The Federal Emergency Management Agency was founded during the presidency
of one Trilateral Commission member, Jimmy Carter, and it seems
increasingly likely that its fundamental purpose -- to seize control of the
reins of government through emergency fiat -- will be realized under the
presidency of another, George Bush.
The Trilateral link is no accident. Together with the other leading
Eastern Establishment think tank, the New York Council on Foreign Relations
(CFR), the Trilateral Commission effectively brought FEMA into existence.
The leading theoreticians behind the creation of FEMA were Samuel
Huntington, a National Security Council consultant under Carter, and
Zbigniew Brzezinski, who served as Carter's national security advisor.
Before that, Brzezinski was executive director at the Trilateral
Commission, a "New Ager" who envisioned a "technetronic society" in the
United States. Nominally a Democrat, Brzezinski nevertheless became a
leading adviser on strategic policy to George Bush's 1988 campaign, and
continues to serve as an informal consultant to the Bush administration.
Huntington is currently a member of the FEMA Advisory Board. Both
Huntington and Brzezinski belong to the CFR.

_DATASET ENTRIES_:
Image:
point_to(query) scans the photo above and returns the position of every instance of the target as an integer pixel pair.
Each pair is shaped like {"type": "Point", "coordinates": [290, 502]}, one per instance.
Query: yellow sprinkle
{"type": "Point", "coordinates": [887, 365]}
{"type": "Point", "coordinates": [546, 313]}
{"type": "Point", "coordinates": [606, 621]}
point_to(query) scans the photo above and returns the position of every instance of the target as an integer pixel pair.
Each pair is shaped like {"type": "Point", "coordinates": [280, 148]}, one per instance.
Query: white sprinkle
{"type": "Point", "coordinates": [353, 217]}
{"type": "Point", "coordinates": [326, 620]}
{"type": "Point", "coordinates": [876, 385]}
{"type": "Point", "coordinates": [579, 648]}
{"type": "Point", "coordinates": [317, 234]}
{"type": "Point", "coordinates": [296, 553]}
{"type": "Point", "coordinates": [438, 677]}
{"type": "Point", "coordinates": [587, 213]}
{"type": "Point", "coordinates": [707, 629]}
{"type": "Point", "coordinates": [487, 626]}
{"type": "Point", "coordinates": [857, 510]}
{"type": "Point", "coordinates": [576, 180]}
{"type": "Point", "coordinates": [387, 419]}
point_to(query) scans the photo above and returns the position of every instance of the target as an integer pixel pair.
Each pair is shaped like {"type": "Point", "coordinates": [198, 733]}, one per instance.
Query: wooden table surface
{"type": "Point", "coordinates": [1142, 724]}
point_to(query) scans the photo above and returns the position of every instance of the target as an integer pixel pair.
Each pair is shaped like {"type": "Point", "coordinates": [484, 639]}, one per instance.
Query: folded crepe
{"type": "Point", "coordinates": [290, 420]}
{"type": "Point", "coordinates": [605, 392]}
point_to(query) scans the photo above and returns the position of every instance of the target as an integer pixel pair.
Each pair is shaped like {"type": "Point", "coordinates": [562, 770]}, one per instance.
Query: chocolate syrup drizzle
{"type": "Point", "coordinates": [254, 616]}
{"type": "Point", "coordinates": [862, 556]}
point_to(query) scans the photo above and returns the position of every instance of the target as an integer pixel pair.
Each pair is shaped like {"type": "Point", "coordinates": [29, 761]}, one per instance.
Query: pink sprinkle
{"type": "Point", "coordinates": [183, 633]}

_INSTRUCTIONS_:
**A)** According to the passage about FEMA's origins, what position did Zbigniew Brzezinski hold before he became Carter's national security advisor?
**B)** Continue the passage about FEMA's origins from its final sentence onward.

_IN RESPONSE_:
**A)** He was executive director at the Trilateral Commission.

**B)**
FEMA was established in March 1979 by presidential Review Memorandum 32,
with the mandate to maintain "the continuity of government" (COG) during a
national security emergency. PRM 32 bypassed the U.S. Constitution, and
awarded power to the _unelected_ officials at the National Security Council
to direct U.S. government operations by emergency decree. By placing FEMA
under the NSC's control, Huntington, Brzezinski, et al., turning the NSC
into a shadow technocratic dictatorship, waiting for a real or manufactured
crisis to seize control of the country.
Although FEMA was sold to Congress and the public as the vehicle through
which the United States could mount an adequate, centralized response to
natural and other disasters, the agency has consistently failed to fulfill
that purpose. In its last major interventions, in 1989's San Francisco
earthquake and Hurricane Hugo, FEMA's ineptness and bungling enraged
disaster victims and local officials. FEMA was more interested in
psychologically profiling the population's response to the disasters, than
it was in assisting their physical survival. That was typical of FEMA's
10-year record, which began with its panic-mongering handling of the Three
Mile Island nuclear accident in 1979.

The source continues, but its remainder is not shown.